[The task] Copy the profile of Nomi Chi below in full, word for word.
BEGIN Document excerpt
Friday, May 2, 2014

Perfil - Nomi Chi

Nomi Chi is a Vancouver-based artist currently juggling careers as a tattoo artist and a student. Her current focus is illustration, however her creative interests span indefinitely: she paints, tattoos people, sculpts and is even double-jointed. Her work takes interest in surreal and humorous relationships between people and nature. Having been recognized in several publications as well as participated in solo and group exhibitions, Chi has established a solid foundation early in her arts career. However, the focus of Chi's creative output has always been to give all the creatures she creates a fair share of attention.


Nomi Chi is intently sketching an animal skull on a wall between several of her paintings when I arrive to meet her at Utility Gallery. I'm hesitant to disturb her, waiting several minutes before she finally takes a step back from the drawing. It's a display of the sort of commitment that's been necessary to get her where she is. At 20, the Vancouver artist has already been working as a tattoo artist for five years.
"I started at 15," she says nonchalantly. "I was in high school, looking for apprenticeships, and nobody would give me the time of day because I was so young." Fortunately, she found a neighbour, Paul Tynes, who was willing to teach her. Chi began tattooing professionally when she finished high school, and a year-and-a-half ago Tynes opened The Fall in downtown Vancouver, where Chi now works.
END Document excerpt
BEGIN Record excerpts
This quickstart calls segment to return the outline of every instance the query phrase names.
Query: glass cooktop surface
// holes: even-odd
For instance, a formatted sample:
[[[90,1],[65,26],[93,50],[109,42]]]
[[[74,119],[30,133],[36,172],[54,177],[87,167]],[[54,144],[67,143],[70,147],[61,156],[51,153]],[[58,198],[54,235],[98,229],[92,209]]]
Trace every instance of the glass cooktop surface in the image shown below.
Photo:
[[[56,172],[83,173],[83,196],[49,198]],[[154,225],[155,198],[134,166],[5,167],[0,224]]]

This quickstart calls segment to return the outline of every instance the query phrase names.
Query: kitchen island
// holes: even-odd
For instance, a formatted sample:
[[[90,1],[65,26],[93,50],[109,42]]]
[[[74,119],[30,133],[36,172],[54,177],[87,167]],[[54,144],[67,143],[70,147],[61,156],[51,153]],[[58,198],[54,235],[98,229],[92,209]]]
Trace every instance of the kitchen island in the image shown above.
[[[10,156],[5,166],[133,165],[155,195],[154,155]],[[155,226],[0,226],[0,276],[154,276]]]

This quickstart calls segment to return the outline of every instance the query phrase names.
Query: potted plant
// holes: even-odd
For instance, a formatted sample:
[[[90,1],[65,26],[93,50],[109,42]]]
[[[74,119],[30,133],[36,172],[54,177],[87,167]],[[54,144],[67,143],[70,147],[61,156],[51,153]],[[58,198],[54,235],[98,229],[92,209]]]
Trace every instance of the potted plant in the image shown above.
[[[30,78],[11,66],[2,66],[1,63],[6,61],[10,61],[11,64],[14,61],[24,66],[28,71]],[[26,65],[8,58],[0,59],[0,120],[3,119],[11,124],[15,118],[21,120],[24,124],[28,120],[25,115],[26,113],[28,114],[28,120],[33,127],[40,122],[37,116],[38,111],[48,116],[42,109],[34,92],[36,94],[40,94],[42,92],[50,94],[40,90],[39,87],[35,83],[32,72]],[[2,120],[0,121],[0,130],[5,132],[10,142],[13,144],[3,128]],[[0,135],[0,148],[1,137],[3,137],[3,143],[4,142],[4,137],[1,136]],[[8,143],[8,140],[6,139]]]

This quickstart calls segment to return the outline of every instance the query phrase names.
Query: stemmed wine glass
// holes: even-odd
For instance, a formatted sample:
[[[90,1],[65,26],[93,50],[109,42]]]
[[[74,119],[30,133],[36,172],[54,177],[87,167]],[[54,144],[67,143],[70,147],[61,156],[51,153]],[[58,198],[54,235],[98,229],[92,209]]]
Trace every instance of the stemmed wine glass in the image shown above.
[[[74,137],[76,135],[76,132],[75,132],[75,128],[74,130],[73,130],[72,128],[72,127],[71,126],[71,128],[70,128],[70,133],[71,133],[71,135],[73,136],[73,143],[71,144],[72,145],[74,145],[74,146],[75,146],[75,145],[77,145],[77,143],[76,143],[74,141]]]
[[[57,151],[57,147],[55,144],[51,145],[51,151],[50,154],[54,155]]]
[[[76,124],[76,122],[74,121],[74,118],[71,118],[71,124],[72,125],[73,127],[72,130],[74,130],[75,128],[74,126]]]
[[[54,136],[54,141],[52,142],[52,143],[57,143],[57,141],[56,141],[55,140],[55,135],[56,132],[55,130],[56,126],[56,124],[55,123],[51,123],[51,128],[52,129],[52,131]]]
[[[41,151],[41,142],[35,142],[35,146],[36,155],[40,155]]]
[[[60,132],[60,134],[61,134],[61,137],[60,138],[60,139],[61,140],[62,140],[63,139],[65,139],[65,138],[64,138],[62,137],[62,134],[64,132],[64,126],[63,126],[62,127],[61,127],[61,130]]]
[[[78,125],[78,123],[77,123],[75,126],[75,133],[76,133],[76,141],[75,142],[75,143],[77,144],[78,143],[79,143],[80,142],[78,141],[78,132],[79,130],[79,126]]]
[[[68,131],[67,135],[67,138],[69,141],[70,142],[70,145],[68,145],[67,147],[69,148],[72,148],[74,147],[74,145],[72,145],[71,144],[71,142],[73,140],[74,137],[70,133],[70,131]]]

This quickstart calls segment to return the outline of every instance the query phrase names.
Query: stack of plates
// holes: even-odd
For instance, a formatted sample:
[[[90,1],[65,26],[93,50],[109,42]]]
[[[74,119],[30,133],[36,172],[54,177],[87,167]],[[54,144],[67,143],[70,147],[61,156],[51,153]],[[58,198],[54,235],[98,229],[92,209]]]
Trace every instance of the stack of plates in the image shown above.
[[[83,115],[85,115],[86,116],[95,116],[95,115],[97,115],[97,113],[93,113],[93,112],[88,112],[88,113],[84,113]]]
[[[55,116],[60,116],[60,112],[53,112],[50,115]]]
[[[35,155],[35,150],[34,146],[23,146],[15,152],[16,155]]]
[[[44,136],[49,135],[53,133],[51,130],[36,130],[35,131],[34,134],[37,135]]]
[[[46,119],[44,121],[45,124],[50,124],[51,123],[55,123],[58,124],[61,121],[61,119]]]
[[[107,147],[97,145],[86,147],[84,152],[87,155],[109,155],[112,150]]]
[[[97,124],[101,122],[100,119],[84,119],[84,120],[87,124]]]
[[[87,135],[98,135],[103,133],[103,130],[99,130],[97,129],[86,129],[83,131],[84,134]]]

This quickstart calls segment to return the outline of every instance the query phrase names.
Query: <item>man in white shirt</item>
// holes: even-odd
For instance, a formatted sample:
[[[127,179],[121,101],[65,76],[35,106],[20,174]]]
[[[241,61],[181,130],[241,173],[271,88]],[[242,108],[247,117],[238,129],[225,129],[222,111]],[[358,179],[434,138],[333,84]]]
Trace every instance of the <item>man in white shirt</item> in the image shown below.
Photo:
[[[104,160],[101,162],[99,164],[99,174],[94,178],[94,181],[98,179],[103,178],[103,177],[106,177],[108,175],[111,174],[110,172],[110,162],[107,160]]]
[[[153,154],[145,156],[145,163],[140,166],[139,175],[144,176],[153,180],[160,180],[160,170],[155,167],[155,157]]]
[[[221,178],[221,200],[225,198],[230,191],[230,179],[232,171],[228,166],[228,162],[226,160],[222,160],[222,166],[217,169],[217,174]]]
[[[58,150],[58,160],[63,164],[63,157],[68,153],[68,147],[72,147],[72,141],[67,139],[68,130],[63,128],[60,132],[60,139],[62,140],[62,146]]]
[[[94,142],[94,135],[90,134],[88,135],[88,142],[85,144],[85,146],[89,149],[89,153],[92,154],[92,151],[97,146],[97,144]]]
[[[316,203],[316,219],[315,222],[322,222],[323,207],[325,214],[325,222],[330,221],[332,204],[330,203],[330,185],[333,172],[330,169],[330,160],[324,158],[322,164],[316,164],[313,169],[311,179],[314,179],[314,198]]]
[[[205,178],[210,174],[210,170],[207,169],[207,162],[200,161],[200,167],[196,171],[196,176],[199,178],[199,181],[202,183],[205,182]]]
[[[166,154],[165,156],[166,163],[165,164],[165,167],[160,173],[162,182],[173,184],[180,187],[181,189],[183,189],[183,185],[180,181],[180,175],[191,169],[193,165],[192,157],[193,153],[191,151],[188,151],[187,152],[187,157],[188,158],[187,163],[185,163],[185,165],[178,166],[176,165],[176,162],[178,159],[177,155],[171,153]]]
END Record excerpts
[Result of this task]
Friday, May 2, 2014

Perfil - Nomi Chi

Nomi Chi is a Vancouver-based artist currently juggling careers as a tattoo artist and a student. Her current focus is illustration, however her creative interests span indefinitely: she paints, tattoos people, sculpts and is even double-jointed. Her work takes interest in surreal and humorous relationships between people and nature. Having been recognized in several publications as well as participated in solo and group exhibitions, Chi has established a solid foundation early in her arts career. However, the focus of Chi's creative output has always been to give all the creatures she creates a fair share of attention.


Nomi Chi is intently sketching an animal skull on a wall between several of her paintings when I arrive to meet her at Utility Gallery. I'm hesitant to disturb her, waiting several minutes before she finally takes a step back from the drawing. It's a display of the sort of commitment that's been necessary to get her where she is. At 20, the Vancouver artist has already been working as a tattoo artist for five years.
"I started at 15," she says nonchalantly. "I was in high school, looking for apprenticeships, and nobody would give me the time of day because I was so young." Fortunately, she found a neighbour, Paul Tynes, who was willing to teach her. Chi began tattooing professionally when she finished high school, and a year-and-a-half ago Tynes opened The Fall in downtown Vancouver, where Chi now works.